**What this task involves**
An exact restatement of the records below is expected.

**Extracted entries**
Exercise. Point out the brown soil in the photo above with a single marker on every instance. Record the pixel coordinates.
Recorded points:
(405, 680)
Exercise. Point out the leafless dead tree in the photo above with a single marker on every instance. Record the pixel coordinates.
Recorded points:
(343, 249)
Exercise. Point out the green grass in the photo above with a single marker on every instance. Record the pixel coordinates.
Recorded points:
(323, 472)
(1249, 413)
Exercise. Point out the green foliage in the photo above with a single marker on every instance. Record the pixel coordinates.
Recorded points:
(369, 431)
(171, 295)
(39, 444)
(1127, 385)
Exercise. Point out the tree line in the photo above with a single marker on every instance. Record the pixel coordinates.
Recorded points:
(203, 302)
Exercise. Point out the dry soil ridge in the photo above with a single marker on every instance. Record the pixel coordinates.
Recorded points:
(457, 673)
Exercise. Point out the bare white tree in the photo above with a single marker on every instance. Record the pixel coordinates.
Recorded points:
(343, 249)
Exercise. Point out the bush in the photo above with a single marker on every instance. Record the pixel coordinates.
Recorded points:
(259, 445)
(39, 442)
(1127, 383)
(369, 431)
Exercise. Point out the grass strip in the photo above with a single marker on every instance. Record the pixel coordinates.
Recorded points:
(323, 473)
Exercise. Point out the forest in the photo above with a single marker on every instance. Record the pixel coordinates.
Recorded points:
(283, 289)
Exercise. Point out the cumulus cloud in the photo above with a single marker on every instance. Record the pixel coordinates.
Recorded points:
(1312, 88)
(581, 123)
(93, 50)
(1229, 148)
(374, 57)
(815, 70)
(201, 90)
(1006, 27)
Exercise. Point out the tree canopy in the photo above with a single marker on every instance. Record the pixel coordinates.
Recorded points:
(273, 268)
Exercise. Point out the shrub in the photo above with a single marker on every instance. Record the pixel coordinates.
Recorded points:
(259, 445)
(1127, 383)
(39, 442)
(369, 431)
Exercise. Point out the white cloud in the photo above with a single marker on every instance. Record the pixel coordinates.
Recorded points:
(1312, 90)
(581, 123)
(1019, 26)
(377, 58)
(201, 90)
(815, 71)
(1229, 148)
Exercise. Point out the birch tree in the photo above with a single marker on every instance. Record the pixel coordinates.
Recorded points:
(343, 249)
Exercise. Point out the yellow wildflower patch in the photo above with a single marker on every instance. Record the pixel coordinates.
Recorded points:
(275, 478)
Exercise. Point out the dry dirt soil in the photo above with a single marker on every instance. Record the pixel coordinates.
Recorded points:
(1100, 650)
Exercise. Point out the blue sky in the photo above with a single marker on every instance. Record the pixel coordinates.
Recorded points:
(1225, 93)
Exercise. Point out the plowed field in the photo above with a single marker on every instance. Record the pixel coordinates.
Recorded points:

**Written reply**
Exercise. Point out the brown soil in the photo above with a single marker on every instance. Record the pixel coordinates.
Recorded points:
(405, 680)
Exercise. Point out the leafless dead tree in the photo above with a single marker on every instance. Record the pixel coordinates.
Recorded points:
(343, 249)
Exercise. Point out the green grass in the photo above with a single marker on every instance. Record the pixel coordinates.
Recorded points:
(323, 472)
(1249, 413)
Exercise. Point out the green foliage in the photo above with a single marker on every instance. Record the pixel coordinates.
Recorded points:
(369, 431)
(171, 295)
(39, 444)
(1127, 385)
Exercise. Point out the tree line in the photo above with a single marker on every instance. Record the pixel coordinates.
Recorded points:
(203, 302)
Exercise. Point out the dry soil ridge in the photo above with a single marker on every instance. Record the pixel coordinates.
Recorded points:
(457, 673)
Exercise. Point out the bare white tree in the photo above with a single marker on every instance. Record the pixel coordinates.
Recorded points:
(343, 249)
Exercise. Point out the bush in the photo above with a single marker on every instance. Record the pixel coordinates.
Recorded points:
(259, 445)
(39, 442)
(1127, 383)
(369, 431)
Exercise. Point out the grass strip in the photo above with a single marker on every instance. Record the pixel coordinates.
Recorded points:
(323, 473)
Exercise. Point out the forest in the photo above with a single marker on every instance. Record the pixel coordinates.
Recorded points:
(283, 289)
Exercise. Point out the cumulus cloud in the photo above with a single marker on every instance. Record the pixel coordinates.
Recorded points:
(1312, 88)
(581, 123)
(93, 50)
(1229, 148)
(374, 57)
(815, 70)
(201, 90)
(1006, 27)
Exercise. Point out the tree canopy in the photo above with a single marker on every instance. Record the pixel coordinates.
Recorded points:
(273, 268)
Exercise. Point out the shrub in the photo above with a single marker on every instance. Record the pixel coordinates.
Recorded points:
(259, 445)
(1127, 383)
(39, 442)
(369, 431)
Exercise. Point out the white cloud in the photo above with a single marker on every instance. Record the pixel coordinates.
Recorded points:
(1312, 90)
(581, 123)
(1019, 26)
(377, 58)
(201, 90)
(815, 71)
(1229, 148)
Exercise. Point out the birch tree in the photo above with a single marker on every instance. Record the pixel coordinates.
Recorded points:
(343, 249)
Exercise. Point out the yellow wildflower patch in the photo above with a single marker on every instance. Record the pixel coordinates.
Recorded points:
(275, 478)
Exercise. Point out the dry dirt soil in the photo above with a single marker on every instance. Record the pixel coordinates.
Recorded points:
(1100, 650)
Exercise. Point out the blue sky in the photo above with a single marker on every instance. Record the pixel coordinates.
Recorded points:
(1225, 93)
Exercise. Point out the plowed field in the photo above with a single marker on every instance. Record the pixel coordinates.
Recorded points:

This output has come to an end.